-- Verilen metin --
━━━
Bu kısıtlama kararı dosyanın incelenmesi; soruşturmanın amacını tehlikeye düşürebilecek ise, Savcının istemi üzerine sulh ceza hâkiminin kararı ile olabilir. Bu karara karşı itiraz yolu açıktır (CMK.m.261,m.267, m.268-b,c)[40].


III-Müdafiinin Evrak İnceleme Yetkisi Üzerine

Bazı Düzenlemeler Hakkındaki Düşünceler


Müdafiinin evrak inceleme yetkisi hakkında bazı düzenlemelere değinmekte fayda vardır. Cumhuriyet Başsavcılıkları İle Adli Yargı İlk Derece Ceza Mahkemeleri Kalem Hizmetlerinin Yürütülmesine Dair Yönetmeliğin[41] 45. maddesinin 2. fıkrasında şöyle denmektedir: “Müdafi soruşturma evresinde soruşturmanın amacını tehlikeye düşürmemek kaydıyla görevlendirme yazısı veya vekâletname ibraz ederek soruşturma evrakı içeriğini inceleyebilir ve dilekçeyle müracaatı halinde istediği belgelerin bir örneğini harçsız olarak alabilir”. Bu düzenleme tüm savcılık kalemlerinde cari olduğu için, kalem personelince uygulanabilecek konumdadır. Fakat bu düzenleme; hem kendi içersinde çelişkili ve hem de “normlar hiyerarşisine” uymayan bir yapı arz etmektedir.
━━━
-- Veri kümesi içeriği --
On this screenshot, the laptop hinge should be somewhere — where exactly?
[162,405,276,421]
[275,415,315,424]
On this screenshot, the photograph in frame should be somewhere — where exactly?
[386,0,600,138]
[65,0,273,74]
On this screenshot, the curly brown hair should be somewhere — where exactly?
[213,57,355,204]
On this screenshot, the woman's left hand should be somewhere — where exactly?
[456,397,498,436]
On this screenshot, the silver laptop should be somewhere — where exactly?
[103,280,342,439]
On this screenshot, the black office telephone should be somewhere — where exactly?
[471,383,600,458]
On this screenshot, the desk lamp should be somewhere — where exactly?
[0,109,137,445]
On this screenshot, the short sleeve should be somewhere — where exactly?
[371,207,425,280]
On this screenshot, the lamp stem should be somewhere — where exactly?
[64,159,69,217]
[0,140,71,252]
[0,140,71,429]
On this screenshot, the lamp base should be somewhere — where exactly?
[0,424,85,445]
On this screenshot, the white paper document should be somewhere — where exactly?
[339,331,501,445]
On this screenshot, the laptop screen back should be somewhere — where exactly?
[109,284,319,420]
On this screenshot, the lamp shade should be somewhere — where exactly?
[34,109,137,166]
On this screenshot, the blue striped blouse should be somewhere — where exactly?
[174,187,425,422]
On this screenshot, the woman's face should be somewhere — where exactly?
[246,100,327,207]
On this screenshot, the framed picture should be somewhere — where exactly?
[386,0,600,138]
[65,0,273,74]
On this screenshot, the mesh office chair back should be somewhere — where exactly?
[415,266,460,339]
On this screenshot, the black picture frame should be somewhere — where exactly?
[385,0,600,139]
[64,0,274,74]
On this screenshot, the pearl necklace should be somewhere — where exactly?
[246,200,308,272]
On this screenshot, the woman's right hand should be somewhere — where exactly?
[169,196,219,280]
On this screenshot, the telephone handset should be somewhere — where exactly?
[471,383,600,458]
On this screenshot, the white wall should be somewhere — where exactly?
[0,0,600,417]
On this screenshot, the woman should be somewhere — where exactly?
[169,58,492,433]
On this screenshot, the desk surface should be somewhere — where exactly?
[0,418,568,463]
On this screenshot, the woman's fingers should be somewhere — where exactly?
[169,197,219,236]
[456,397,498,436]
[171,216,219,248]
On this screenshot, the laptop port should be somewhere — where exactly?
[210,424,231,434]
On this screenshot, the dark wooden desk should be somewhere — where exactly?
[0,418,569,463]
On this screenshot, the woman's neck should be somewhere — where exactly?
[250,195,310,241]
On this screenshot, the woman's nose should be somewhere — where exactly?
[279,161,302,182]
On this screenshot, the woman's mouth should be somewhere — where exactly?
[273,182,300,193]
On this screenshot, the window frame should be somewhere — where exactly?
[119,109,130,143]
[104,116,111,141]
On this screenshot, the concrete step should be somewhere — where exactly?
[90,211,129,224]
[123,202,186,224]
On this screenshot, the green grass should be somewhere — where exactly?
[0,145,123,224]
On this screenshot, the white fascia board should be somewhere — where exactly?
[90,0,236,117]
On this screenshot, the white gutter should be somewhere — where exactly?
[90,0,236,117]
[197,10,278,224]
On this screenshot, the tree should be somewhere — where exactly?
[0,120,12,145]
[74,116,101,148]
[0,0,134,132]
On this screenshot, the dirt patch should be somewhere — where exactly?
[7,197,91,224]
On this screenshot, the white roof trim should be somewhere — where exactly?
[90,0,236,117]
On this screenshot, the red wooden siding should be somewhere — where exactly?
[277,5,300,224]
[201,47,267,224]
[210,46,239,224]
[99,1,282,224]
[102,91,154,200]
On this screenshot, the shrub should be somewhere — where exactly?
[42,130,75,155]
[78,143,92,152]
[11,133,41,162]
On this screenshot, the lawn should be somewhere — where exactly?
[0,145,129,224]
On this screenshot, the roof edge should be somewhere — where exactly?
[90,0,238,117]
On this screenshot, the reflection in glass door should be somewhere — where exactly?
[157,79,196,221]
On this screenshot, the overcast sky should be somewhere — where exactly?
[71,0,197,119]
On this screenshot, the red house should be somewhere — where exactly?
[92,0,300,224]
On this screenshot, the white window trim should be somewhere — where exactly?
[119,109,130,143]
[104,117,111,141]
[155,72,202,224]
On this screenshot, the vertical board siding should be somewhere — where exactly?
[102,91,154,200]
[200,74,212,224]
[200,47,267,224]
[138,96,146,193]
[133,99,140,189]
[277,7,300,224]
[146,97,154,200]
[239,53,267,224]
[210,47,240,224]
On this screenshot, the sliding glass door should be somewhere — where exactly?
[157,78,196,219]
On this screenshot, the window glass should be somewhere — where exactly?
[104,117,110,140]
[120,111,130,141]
━━━
-- Görev ayrıntıları --
Müdafiinin evrak inceleme yetkisine ilişkin metinden, içinde "Bu kısıtlama kararı" sözleri geçen yerle başlayıp "açıktır (CMK.m.261,m.267, m.268-b,c)[40]." sözleriyle biten kısmı hiç değiştirmeden kopyalayın. Satırlar, metinden bağımsız ayrı bir malzemedir.

-- Çıktı --
Bu kısıtlama kararı dosyanın incelenmesi; soruşturmanın amacını tehlikeye düşürebilecek ise, Savcının istemi üzerine sulh ceza hâkiminin kararı ile olabilir. Bu karara karşı itiraz yolu açıktır (CMK.m.261,m.267, m.268-b,c)[40].